## Start Records

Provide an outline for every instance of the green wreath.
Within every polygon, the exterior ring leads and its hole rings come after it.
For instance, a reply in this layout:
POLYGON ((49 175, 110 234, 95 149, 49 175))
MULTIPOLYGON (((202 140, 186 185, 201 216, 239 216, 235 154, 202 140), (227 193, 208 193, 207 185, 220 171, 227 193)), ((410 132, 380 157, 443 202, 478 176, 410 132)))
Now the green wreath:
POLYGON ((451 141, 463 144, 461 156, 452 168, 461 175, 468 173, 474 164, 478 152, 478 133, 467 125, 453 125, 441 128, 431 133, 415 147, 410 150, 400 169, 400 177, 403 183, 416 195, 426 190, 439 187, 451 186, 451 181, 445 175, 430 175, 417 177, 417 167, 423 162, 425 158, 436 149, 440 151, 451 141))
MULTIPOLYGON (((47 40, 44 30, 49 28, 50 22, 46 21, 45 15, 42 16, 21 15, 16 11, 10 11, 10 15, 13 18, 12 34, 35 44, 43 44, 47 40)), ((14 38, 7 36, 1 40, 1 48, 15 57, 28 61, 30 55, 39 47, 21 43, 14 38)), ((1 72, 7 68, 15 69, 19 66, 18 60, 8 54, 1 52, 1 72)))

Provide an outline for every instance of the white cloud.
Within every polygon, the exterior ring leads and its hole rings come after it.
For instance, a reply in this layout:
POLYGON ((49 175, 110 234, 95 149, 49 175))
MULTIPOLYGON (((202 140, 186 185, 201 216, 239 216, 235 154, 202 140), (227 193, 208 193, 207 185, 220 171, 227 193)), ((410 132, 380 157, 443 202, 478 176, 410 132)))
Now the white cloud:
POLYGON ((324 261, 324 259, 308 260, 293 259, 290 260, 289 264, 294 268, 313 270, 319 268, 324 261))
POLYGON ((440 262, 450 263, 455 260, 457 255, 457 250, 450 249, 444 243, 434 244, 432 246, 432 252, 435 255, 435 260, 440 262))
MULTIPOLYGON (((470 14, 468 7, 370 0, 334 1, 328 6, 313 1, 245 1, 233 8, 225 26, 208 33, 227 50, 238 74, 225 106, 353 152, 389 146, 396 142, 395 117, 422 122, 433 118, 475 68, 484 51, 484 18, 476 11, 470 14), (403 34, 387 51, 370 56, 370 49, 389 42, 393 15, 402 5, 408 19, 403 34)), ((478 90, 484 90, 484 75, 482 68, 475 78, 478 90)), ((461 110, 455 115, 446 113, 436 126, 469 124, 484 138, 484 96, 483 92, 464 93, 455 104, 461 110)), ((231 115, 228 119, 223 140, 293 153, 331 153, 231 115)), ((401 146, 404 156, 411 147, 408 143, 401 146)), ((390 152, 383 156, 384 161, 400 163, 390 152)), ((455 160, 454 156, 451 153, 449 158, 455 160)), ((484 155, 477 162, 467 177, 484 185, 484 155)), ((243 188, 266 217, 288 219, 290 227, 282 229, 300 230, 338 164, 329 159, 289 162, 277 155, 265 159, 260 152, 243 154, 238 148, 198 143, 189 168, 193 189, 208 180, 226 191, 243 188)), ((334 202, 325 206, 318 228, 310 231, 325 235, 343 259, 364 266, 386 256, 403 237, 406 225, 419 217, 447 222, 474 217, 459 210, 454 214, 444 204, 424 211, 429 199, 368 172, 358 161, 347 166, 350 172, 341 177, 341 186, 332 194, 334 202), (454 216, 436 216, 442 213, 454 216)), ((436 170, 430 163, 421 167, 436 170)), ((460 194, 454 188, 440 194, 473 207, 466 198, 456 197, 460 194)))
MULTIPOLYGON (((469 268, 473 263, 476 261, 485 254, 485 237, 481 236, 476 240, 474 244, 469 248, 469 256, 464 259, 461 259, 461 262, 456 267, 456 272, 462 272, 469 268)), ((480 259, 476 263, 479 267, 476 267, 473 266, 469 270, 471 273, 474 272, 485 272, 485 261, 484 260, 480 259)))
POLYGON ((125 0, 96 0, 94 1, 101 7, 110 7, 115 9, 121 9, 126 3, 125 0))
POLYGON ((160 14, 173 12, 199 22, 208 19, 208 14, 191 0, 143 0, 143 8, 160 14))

## End Records

Task directions
Change every "cloud" to "sky" in the records between the line holding "Provide an outline for every instance of the white" and the line holding "POLYGON ((440 262, 450", inclusive. Give those lines again with nothing else altered.

Output of the task
Provide an outline for every instance of the white sky.
Within every polygon, the exterior ring leads and its hole rings come after it.
For instance, a reply in this layout:
POLYGON ((49 175, 110 234, 95 149, 49 175))
MULTIPOLYGON (((202 140, 186 185, 201 216, 239 216, 235 154, 202 140), (227 193, 208 193, 207 185, 220 171, 227 193)), ((410 132, 380 157, 443 202, 478 176, 410 132)))
Now the white sky:
POLYGON ((324 261, 324 259, 308 260, 293 259, 290 260, 289 264, 294 268, 313 270, 319 268, 324 261))
POLYGON ((440 262, 450 263, 455 260, 457 255, 457 250, 450 249, 444 243, 434 244, 432 246, 432 252, 435 255, 435 260, 440 262))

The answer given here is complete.